(Collection entries)
%%

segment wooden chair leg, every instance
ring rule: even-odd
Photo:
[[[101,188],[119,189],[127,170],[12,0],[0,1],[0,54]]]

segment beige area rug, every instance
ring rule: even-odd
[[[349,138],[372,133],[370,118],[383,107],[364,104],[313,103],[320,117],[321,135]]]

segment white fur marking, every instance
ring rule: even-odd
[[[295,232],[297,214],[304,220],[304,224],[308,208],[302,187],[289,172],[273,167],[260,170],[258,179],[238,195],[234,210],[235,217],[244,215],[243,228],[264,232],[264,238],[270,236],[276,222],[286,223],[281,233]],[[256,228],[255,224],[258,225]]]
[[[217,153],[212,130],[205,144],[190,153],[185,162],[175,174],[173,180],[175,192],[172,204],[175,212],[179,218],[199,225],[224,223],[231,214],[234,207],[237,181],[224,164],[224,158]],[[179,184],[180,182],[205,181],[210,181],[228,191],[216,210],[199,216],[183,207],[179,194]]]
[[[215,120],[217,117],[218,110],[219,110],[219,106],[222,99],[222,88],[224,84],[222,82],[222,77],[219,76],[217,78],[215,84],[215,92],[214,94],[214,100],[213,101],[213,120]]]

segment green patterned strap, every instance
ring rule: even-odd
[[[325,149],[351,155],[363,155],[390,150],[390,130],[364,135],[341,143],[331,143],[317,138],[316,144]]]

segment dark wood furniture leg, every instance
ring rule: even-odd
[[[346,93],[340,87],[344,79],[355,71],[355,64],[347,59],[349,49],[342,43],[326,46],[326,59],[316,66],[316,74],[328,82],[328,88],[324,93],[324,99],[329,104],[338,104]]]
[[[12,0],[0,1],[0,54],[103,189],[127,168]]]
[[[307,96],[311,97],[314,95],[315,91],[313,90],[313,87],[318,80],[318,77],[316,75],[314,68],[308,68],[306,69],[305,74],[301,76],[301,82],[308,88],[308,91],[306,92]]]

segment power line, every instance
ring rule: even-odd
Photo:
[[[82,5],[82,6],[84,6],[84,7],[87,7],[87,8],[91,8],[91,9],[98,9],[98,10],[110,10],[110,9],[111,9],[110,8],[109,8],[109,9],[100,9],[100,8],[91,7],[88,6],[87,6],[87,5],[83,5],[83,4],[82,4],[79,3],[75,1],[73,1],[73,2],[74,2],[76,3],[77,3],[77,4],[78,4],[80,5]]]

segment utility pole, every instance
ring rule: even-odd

%%

▸ **Prompt**
Express the rows from the line with "segment green patterned strap, every instance" through the end of the rows as a Markdown table with the columns Number and Text, one line per table row, and omit blank lines.

▸ **Answer for this exercise**
| Number | Text |
|---|---|
| 1 | segment green patterned strap, every instance |
| 2 | ring rule: even-odd |
| 3 | [[[325,149],[351,155],[363,155],[390,150],[390,130],[364,135],[341,143],[331,143],[317,138],[316,144]]] |
| 4 | segment dark wood furniture leg, every instance |
| 5 | ring rule: even-odd |
| 6 | [[[346,93],[340,87],[344,79],[355,71],[355,64],[347,59],[349,49],[342,43],[326,46],[326,59],[316,66],[316,74],[328,82],[328,88],[324,93],[324,99],[329,104],[338,104]]] |
| 7 | [[[12,0],[0,1],[0,54],[103,189],[127,168]]] |
| 8 | [[[307,96],[311,97],[314,95],[315,91],[313,90],[313,87],[318,80],[318,77],[316,75],[314,68],[308,68],[306,69],[305,74],[301,76],[301,82],[308,88],[308,91],[306,92]]] |
| 9 | segment power line, every instance |
| 10 | ring rule: even-odd |
| 11 | Photo: |
| 12 | [[[82,5],[82,6],[84,6],[84,7],[87,7],[87,8],[91,8],[91,9],[98,9],[98,10],[110,10],[110,9],[111,9],[110,8],[109,8],[109,9],[100,9],[100,8],[91,7],[88,6],[87,6],[87,5],[83,5],[83,4],[82,4],[79,3],[75,1],[73,1],[73,2],[74,2],[76,3],[77,3],[77,4],[78,4],[80,5]]] |
| 13 | segment utility pole, every instance |
| 14 | ring rule: even-odd |